:: Extract to read ::
-- Opening Marker --

Crab Bowl Classic
- First meeting: October 25, 1905 Navy 17, Maryland 0
- Latest meeting: September 6, 2010 Maryland 17, Navy 14
- Next meeting: TBA
- Trophy: The Crab Bowl

Statistics
- Total meetings: 21
- All-time series: Navy leads, 14–7
- Largest victory: Navy 76, Maryland 0 (1913)
- Longest win streak: Navy, 8 (1905–1930)
- Current win streak: Maryland 2 (2005–present)

= Crab Bowl Classic =

American college football rivalry

The Crab Bowl Classic is the name given to the Maryland–Navy football rivalry. It is an American college football rivalry between the Maryland Terrapins football team of the University of Maryland and the Navy Midshipmen football team of the United States Naval Academy. The two institutions, located in close proximity in the state of Maryland, first met for a football game in 1905. Since then, the series has often been marked by controversy, with incidents by players and supporters occurring both on and off the field. The winner of the game is awarded the Crab Bowl trophy.

-- Closing Marker --

:: Problem set ::
1: Copy the Crab Bowl Classic text from "The Crab Bowl Classic" to "Crab Bowl trophy." without changing a word.
2: According to the Crab Bowl Classic text, what was the largest victory in the series?

:: Extracted entries ::
-- Opening Marker --

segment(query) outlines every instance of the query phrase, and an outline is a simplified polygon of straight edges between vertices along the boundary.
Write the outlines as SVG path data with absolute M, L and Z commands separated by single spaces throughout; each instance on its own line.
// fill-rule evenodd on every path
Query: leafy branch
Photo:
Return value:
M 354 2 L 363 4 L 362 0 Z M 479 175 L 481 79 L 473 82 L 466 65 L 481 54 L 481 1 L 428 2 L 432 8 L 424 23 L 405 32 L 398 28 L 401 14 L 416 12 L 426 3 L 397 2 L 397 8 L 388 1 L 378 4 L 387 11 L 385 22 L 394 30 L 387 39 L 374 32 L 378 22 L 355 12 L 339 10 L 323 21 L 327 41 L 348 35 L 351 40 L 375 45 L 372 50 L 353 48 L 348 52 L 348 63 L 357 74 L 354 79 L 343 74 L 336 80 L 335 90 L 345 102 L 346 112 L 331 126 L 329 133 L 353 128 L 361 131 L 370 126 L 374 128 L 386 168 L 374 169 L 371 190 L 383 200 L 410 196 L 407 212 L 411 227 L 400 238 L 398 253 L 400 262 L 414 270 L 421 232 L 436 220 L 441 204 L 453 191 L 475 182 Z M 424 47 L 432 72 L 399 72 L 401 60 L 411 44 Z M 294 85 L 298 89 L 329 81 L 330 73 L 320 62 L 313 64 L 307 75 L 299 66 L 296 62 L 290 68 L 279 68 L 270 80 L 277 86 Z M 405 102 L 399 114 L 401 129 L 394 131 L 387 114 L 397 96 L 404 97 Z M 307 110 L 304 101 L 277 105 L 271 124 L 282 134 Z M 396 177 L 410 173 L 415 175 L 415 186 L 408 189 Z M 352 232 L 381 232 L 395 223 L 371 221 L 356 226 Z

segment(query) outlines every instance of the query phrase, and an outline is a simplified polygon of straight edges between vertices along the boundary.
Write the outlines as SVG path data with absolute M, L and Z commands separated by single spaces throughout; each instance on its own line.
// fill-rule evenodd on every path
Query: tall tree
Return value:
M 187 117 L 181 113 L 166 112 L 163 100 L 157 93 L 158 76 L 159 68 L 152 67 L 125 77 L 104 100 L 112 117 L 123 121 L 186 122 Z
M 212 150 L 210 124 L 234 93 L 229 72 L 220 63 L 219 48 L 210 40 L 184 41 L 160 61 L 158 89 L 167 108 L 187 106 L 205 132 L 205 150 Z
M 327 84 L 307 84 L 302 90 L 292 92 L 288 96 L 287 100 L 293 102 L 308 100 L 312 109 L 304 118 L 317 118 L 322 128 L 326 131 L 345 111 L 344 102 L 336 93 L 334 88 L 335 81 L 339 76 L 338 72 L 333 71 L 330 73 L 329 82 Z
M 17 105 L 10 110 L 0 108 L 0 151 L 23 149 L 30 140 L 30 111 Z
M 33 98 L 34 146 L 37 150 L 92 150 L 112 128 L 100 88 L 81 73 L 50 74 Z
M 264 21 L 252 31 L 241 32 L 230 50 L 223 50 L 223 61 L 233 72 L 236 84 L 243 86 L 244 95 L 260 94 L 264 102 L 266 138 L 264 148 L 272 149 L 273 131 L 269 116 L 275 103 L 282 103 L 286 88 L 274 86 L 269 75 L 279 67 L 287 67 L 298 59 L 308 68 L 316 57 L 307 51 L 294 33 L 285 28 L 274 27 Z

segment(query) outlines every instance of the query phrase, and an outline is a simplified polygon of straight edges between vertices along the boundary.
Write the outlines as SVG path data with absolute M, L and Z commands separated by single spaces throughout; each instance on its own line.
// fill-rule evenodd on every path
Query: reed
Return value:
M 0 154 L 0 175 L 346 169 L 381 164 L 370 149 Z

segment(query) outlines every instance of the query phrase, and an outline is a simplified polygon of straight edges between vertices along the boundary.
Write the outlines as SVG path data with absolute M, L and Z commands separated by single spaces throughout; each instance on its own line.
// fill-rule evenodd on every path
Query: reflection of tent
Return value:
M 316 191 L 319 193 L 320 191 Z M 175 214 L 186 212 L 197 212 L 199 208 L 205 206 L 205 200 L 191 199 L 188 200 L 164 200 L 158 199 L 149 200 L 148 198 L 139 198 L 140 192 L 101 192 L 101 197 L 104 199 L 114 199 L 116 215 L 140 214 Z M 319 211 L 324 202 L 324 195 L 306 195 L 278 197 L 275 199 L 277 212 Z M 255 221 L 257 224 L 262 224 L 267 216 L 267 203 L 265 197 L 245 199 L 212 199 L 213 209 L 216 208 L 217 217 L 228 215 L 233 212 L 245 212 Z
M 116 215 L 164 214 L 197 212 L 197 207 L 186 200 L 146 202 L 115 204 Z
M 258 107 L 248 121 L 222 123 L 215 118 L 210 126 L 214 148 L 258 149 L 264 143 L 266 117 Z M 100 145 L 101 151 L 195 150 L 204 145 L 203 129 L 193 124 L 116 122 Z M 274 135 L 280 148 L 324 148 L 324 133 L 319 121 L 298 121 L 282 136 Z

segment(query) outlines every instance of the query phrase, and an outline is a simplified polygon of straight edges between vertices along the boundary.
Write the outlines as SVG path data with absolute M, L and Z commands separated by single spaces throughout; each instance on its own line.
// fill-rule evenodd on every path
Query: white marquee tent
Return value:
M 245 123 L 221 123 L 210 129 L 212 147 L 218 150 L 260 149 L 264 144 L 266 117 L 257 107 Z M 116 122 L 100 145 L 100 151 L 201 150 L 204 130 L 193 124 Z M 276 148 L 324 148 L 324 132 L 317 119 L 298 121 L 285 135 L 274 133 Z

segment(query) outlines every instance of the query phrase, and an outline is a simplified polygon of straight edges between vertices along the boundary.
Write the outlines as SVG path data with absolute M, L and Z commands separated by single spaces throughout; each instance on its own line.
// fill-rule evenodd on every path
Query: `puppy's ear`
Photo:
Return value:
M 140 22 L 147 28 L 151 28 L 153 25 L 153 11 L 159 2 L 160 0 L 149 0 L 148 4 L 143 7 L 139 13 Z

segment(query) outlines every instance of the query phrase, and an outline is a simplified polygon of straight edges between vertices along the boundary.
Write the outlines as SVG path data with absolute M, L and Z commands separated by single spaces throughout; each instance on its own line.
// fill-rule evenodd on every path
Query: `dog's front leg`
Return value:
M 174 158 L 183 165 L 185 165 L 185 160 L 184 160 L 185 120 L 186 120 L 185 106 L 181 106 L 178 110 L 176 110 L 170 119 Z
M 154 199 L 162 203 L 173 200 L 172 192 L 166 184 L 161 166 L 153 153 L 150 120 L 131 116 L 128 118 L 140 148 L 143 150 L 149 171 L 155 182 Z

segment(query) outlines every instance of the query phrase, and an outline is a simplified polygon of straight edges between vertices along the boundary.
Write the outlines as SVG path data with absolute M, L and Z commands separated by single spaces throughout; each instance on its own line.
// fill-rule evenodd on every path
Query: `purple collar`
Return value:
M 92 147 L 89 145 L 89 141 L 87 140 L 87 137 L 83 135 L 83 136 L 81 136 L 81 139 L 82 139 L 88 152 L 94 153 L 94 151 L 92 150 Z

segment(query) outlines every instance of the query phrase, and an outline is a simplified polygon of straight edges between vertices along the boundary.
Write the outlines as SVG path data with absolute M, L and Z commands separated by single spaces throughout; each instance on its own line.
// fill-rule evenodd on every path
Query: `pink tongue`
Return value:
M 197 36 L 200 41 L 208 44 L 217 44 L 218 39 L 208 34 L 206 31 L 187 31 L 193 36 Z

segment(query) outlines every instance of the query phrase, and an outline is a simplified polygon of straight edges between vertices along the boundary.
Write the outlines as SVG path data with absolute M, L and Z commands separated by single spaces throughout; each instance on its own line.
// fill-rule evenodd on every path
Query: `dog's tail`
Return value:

-- Closing Marker --

:: Per-task answers ::
1:
The Crab Bowl Classic is the name given to the Maryland–Navy football rivalry. It is an American college football rivalry between the Maryland Terrapins football team of the University of Maryland and the Navy Midshipmen football team of the United States Naval Academy. The two institutions, located in close proximity in the state of Maryland, first met for a football game in 1905. Since then, the series has often been marked by controversy, with incidents by players and supporters occurring both on and off the field. The winner of the game is awarded the Crab Bowl trophy.

2: Navy beat Maryland 76–0 in 1913.